読む文章:
····················

新型コロナの第2期到来が報道される中で、テレビニュースで、また、新聞などで、次のような「~ぶり」の使い方が出てくるが、どうも気になって仕方がない。
- 感染者が1か月ぶりに100人を越えました。
- 感染者が40人を超えるのは3日ぶりです。
- 30代男性の感染者! 県内75日ぶりの感染福井県は12日昼、新型コロナウイルスの新たな感染者が1人確認されたと発表した。
私の感覚では、「久しぶりに友達に会った」「1週間ぶりの晴れです」「我がチームは2年ぶりに1位に返り咲いた」のように、「期間+ぶり」は、ある一定期間待ちわびてその事柄が再び実現する場合、したがって通常は、「うれしい」場合に用いられるはずである。
(1)~(3)のように、「うれしくない」場合に「~ぶり」が用いられると、落ち着かない気持ちになる。
手元にある国語辞書『広辞苑』『大辞林』『岩波国語辞典』を調べてみる。
広辞苑:
時間を表す語に付いて、時日の経過の程度を表す。(例)久しぶり、1年ぶり
大辞林:
時間を表す語に付いて、それだけの時間を経過して再び同じ状態になることを表す。(例)五年ぶりの帰郷、三日ぶりの晴天
岩波国語辞典:
(時間を表す語に付けて)それだけの時がたった後に、初めてまたそうする(なる)ことを表す(例)三年ぶりに会った
これらの国語辞書では「~ぶり」の中に「うれしい」という気分が入るか否かには言及していない。単なる「日時の経過」という説明があるだけである。
一方、NHK放送文化研究所が出している『ことばのハンドブック』P163&143には次のような説明がある。
「~ぶり」(○年~、○日~)は、「久しぶり」という言葉もあるように、ある程度の時間・日にちがたったあと、ようやくその前の状態が再び起こるときに使われるのが普通です。
(例1)「5年ぶりの再開」「5日ぶりの晴天」「1か月ぶりの雨」
(・・・中略・・・)

····················

領域の位置指定データ:
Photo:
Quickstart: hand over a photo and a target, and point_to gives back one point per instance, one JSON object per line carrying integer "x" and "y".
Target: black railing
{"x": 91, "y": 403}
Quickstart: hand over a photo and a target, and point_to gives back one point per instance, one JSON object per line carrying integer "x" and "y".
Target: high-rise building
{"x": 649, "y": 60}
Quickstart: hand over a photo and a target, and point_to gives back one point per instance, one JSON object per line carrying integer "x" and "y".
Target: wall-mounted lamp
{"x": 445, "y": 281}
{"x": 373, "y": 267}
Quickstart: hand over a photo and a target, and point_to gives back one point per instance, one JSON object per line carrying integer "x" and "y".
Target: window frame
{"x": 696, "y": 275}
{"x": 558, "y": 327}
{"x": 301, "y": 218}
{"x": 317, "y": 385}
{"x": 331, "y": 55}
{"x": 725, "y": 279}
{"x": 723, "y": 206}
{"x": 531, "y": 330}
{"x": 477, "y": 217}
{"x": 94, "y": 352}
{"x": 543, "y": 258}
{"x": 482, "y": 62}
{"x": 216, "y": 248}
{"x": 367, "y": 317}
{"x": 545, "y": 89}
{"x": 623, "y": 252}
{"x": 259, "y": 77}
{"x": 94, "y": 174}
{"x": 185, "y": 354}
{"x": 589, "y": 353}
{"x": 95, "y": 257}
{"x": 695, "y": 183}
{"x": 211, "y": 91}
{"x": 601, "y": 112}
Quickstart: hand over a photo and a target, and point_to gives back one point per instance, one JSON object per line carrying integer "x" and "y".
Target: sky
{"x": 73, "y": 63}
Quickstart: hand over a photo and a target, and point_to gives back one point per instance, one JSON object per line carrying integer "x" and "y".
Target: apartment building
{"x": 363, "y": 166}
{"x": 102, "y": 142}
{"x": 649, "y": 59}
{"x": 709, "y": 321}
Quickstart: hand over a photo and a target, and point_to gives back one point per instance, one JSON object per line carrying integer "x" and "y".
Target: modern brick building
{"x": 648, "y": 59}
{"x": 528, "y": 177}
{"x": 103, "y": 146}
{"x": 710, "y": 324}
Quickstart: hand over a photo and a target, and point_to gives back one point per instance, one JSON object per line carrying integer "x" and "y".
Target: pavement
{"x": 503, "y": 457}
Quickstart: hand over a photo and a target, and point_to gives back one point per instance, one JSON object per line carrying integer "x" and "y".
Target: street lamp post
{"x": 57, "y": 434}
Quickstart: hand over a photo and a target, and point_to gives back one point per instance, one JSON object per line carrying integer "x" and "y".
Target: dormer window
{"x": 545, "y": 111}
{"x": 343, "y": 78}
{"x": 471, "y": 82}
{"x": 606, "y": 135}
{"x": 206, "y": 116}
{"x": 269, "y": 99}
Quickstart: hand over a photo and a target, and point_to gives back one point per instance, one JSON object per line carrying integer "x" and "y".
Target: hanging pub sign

····················

「~ぶり」の使い方についての文章を、一字も変えずに最初から最後まで書き写してください。

出力:
新型コロナの第2期到来が報道される中で、テレビニュースで、また、新聞などで、次のような「~ぶり」の使い方が出てくるが、どうも気になって仕方がない。
- 感染者が1か月ぶりに100人を越えました。
- 感染者が40人を超えるのは3日ぶりです。
- 30代男性の感染者! 県内75日ぶりの感染福井県は12日昼、新型コロナウイルスの新たな感染者が1人確認されたと発表した。
私の感覚では、「久しぶりに友達に会った」「1週間ぶりの晴れです」「我がチームは2年ぶりに1位に返り咲いた」のように、「期間+ぶり」は、ある一定期間待ちわびてその事柄が再び実現する場合、したがって通常は、「うれしい」場合に用いられるはずである。
(1)~(3)のように、「うれしくない」場合に「~ぶり」が用いられると、落ち着かない気持ちになる。
手元にある国語辞書『広辞苑』『大辞林』『岩波国語辞典』を調べてみる。
広辞苑:
時間を表す語に付いて、時日の経過の程度を表す。(例)久しぶり、1年ぶり
大辞林:
時間を表す語に付いて、それだけの時間を経過して再び同じ状態になることを表す。(例)五年ぶりの帰郷、三日ぶりの晴天
岩波国語辞典:
(時間を表す語に付けて)それだけの時がたった後に、初めてまたそうする(なる)ことを表す(例)三年ぶりに会った
これらの国語辞書では「~ぶり」の中に「うれしい」という気分が入るか否かには言及していない。単なる「日時の経過」という説明があるだけである。
一方、NHK放送文化研究所が出している『ことばのハンドブック』P163&143には次のような説明がある。
「~ぶり」(○年~、○日~)は、「久しぶり」という言葉もあるように、ある程度の時間・日にちがたったあと、ようやくその前の状態が再び起こるときに使われるのが普通です。
(例1)「5年ぶりの再開」「5日ぶりの晴天」「1か月ぶりの雨」
(・・・中略・・・)